SET EXERCISE: Begin at the start of the records and stop after the line that contains "x=232 y=610". Give those lines again with "marker" swapped for "point", leaving everything else unchanged.

ITEMS:
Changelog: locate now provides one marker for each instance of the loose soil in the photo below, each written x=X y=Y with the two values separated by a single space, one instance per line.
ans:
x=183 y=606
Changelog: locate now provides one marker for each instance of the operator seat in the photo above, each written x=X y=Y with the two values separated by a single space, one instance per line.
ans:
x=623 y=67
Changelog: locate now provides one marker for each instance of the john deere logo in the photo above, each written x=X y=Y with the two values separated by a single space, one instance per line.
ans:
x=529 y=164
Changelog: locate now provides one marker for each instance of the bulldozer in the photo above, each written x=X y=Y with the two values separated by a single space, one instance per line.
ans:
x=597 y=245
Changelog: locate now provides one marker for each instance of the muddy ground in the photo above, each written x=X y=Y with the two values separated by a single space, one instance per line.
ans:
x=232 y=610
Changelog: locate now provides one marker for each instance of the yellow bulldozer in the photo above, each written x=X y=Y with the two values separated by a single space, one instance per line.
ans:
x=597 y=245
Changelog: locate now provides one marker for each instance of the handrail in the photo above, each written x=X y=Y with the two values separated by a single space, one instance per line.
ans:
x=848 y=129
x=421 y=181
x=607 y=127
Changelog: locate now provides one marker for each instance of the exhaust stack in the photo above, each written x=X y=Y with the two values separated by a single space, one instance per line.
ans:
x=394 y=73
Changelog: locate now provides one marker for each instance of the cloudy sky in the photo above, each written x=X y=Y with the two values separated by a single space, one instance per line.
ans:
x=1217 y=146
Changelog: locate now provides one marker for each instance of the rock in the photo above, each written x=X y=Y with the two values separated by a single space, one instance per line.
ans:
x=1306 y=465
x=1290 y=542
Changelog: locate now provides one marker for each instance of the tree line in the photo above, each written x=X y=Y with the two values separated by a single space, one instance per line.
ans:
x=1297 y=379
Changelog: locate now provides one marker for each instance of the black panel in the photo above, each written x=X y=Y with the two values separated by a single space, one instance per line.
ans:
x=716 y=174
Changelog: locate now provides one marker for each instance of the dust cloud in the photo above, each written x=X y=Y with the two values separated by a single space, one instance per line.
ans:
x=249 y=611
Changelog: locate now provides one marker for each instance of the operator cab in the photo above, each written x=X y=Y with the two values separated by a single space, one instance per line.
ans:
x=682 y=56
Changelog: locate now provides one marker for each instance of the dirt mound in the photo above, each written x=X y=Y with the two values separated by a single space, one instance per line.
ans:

WORKED ANSWER:
Changelog: locate now provides one point for each instance of the loose soil in the photo below, each written x=X y=Y with the two values separated by a single space, one instance per line.
ans:
x=183 y=606
Changelog: locate now provides one point for each instance of the operator seat in the photo above, each written x=X y=Y with the two values separated by a single space, one instance per line.
ans:
x=623 y=67
Changelog: locate now provides one point for each instance of the john deere logo in the photo above, each written x=X y=Y with the two values separated by a single space, one instance per line.
ans:
x=529 y=164
Changelog: locate now provides one point for each instance of the bulldozer in the photo above, each written x=X y=Y with the two values separated by a single space, one instance per line.
ans:
x=597 y=245
Changelog: locate now provides one point for each instance of the muddy ground in the photo above, each written x=X y=Y with the two values separated by a single space, one instance per line.
ans:
x=232 y=610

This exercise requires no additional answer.